--- START MATERIAL TO PROCESS ---

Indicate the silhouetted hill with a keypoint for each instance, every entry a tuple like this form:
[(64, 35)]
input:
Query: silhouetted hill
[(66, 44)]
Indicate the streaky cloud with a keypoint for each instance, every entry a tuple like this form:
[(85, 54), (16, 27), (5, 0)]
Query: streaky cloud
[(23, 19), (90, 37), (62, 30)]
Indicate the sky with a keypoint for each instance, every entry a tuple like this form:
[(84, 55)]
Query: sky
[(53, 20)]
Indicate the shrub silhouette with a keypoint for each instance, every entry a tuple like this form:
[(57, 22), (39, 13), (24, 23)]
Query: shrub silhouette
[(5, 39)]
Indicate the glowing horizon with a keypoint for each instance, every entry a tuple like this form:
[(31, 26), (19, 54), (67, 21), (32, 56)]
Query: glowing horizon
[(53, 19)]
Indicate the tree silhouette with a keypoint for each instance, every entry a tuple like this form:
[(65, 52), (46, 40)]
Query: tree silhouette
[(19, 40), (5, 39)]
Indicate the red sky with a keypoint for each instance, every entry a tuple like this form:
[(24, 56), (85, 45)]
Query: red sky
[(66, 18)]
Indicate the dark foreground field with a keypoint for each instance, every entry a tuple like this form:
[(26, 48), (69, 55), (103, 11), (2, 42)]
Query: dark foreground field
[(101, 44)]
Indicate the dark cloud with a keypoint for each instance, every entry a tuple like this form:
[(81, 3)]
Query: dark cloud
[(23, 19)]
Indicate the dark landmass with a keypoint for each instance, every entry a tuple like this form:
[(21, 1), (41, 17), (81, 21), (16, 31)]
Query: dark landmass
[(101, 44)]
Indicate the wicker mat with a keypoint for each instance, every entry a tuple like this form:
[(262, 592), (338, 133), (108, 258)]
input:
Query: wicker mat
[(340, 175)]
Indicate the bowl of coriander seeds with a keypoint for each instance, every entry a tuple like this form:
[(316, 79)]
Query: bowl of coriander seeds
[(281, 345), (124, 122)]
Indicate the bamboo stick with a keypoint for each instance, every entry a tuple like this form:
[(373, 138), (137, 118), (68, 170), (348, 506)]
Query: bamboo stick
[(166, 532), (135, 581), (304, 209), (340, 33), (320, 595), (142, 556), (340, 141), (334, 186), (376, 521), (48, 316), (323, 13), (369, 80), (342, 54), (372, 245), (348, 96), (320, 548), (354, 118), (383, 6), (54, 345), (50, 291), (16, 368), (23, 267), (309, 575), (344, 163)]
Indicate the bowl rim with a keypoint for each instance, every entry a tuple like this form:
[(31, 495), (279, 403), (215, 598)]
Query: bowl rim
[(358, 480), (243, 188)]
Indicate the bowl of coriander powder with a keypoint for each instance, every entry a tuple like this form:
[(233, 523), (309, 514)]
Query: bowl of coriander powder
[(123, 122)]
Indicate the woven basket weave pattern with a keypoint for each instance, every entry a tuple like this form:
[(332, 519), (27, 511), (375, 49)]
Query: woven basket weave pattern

--- END MATERIAL TO PROCESS ---

WRITTEN INSTRUCTION: Rewrite all of the data above, replacing "keypoint" with "marker" wherever it appears and leaving everything else the same.

COMPLETED EXERCISE:
Indicate the silhouetted hill with a marker for each instance, every entry a tuple like this form:
[(64, 35)]
input:
Query: silhouetted hill
[(66, 44)]
Indicate the streaky cloud with a marker for each instance, every entry a tuple like this form:
[(85, 54), (16, 27), (5, 0)]
Query: streaky cloud
[(23, 19), (90, 37), (62, 30)]
Indicate the sky with a marker for each instance, every entry a tuple like this form:
[(84, 55)]
Query: sky
[(53, 20)]
Indicate the shrub silhouette with a marker for each instance, every entry a tuple like this form:
[(57, 22), (39, 13), (24, 23)]
Query: shrub silhouette
[(5, 39)]
Indicate the glowing horizon with a marker for each instance, every entry a tuple like this form:
[(31, 26), (19, 54), (67, 21), (32, 56)]
Query: glowing horizon
[(53, 19)]
Indicate the tree silhouette with a marker for each instance, every entry a tuple like this form:
[(65, 52), (46, 40)]
Query: tree silhouette
[(19, 40), (5, 39)]
Indicate the red sky with a marker for each instance, every entry a tuple like this form:
[(24, 56), (85, 45)]
Query: red sky
[(66, 18)]
Indicate the dark foreground field with a marker for each instance, every entry a tuple like this form:
[(26, 48), (69, 55), (103, 11), (2, 42)]
Query: dark foreground field
[(101, 44)]
Indicate the dark cloud with a marker for each instance, every entry a tuple like this form:
[(81, 3)]
Query: dark cloud
[(23, 19)]
Indicate the dark landmass with a marker for each instance, every entry a tuple like this form:
[(21, 1), (41, 17), (81, 21), (16, 31)]
Query: dark landmass
[(101, 44)]
Indicate the wicker mat with a marker for each instance, every entry a tuple like this form:
[(262, 592), (338, 133), (108, 258)]
input:
Query: wicker mat
[(340, 175)]
Indicate the bowl of coriander seeds with a marker for each instance, every entry a tuple like this form:
[(316, 79)]
Query: bowl of coriander seeds
[(281, 345), (124, 122)]
Indicate the bamboo stick with a marker for each instance, every entry a tuple like this form:
[(373, 138), (137, 118), (68, 170), (348, 506)]
Query: bamboo stick
[(166, 532), (135, 581), (304, 209), (340, 33), (320, 595), (142, 556), (340, 141), (334, 186), (376, 521), (48, 316), (323, 13), (369, 80), (342, 54), (372, 245), (348, 96), (320, 548), (354, 118), (383, 6), (54, 345), (50, 291), (16, 368), (23, 267), (309, 575), (344, 163)]
Indicate the bowl rim with a marker for each instance, every entry a tuple like this form:
[(31, 495), (279, 403), (215, 598)]
Query: bowl rim
[(358, 480), (243, 188)]
Indicate the bowl of coriander powder with a marker for each instance, every entry a tuple like this form:
[(233, 523), (309, 514)]
Query: bowl of coriander powder
[(123, 122)]
Indicate the woven basket weave pattern with a marker for each instance, every entry a tuple like this form:
[(332, 519), (27, 511), (375, 49)]
Query: woven basket weave pattern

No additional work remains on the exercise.